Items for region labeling
/---
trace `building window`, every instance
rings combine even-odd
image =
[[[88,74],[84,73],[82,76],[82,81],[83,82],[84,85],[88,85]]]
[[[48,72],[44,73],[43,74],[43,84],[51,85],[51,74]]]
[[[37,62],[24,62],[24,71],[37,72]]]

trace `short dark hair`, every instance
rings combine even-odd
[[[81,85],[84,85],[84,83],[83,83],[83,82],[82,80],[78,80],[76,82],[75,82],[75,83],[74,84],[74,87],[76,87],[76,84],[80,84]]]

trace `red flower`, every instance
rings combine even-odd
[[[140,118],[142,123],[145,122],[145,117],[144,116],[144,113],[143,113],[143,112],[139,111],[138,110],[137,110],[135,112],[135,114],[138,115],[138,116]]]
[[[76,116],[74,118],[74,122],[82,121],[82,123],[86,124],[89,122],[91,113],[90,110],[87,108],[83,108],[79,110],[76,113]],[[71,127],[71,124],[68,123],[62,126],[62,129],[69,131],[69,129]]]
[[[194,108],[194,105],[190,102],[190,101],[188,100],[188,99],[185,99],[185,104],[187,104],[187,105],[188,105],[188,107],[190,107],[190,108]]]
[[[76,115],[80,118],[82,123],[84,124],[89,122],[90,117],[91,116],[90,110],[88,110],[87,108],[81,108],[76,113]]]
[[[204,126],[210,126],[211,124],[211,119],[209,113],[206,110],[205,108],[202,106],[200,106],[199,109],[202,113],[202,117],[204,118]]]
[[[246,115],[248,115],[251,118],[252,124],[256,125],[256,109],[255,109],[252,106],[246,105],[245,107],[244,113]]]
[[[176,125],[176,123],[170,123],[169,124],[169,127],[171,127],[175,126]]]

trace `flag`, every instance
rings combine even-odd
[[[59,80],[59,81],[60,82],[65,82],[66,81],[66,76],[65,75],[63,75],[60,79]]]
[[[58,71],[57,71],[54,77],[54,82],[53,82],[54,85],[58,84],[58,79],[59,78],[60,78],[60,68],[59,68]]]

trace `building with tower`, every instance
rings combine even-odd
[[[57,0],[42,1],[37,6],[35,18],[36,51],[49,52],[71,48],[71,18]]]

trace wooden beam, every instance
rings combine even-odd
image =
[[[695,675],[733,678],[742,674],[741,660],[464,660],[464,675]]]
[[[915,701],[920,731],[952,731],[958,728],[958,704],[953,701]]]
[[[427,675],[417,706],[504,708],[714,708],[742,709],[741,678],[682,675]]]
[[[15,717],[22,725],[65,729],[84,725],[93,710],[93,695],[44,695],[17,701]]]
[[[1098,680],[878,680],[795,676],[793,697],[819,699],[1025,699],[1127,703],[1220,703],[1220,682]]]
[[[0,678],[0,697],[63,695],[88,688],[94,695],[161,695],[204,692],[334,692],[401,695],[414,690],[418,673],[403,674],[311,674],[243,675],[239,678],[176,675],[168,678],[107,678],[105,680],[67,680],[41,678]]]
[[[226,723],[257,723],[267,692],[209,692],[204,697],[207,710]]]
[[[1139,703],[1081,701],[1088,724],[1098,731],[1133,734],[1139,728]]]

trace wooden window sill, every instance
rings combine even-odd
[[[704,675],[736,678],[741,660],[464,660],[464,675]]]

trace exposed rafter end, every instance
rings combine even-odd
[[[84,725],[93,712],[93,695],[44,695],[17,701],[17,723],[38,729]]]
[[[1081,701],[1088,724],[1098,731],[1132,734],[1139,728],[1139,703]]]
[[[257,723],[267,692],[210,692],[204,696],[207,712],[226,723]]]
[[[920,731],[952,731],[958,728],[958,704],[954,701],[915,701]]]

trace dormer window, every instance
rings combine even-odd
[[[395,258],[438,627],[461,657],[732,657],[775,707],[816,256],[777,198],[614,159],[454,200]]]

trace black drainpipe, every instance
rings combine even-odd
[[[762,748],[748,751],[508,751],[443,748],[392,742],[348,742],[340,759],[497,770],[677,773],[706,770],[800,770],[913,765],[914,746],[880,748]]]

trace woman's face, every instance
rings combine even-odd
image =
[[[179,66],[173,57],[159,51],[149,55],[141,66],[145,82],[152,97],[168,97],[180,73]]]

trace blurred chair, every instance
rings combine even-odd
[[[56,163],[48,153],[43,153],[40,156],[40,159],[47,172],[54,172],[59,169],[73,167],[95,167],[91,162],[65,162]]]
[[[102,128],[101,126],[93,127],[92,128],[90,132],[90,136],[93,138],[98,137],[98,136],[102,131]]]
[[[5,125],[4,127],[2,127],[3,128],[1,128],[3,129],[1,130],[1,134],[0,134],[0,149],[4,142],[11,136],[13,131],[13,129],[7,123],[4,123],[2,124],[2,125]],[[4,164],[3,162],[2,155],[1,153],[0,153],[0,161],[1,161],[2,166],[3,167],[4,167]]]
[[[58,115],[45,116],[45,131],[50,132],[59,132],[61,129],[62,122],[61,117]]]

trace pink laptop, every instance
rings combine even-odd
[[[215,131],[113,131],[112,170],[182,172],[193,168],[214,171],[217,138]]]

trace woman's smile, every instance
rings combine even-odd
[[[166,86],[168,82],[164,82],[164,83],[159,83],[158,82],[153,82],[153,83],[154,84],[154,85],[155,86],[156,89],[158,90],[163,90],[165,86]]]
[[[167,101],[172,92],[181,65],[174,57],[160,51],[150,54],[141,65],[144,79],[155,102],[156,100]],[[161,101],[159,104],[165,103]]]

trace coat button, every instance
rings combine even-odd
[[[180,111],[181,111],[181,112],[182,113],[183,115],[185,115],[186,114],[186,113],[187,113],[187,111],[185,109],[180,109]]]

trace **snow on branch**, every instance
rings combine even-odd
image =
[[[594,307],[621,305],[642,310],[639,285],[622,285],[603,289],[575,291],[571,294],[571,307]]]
\---
Stated problem
Copy out each line of the material above that contains the word "window".

Exercise output
trace `building window`, every instance
trace wooden window sill, every instance
trace dormer window, every instance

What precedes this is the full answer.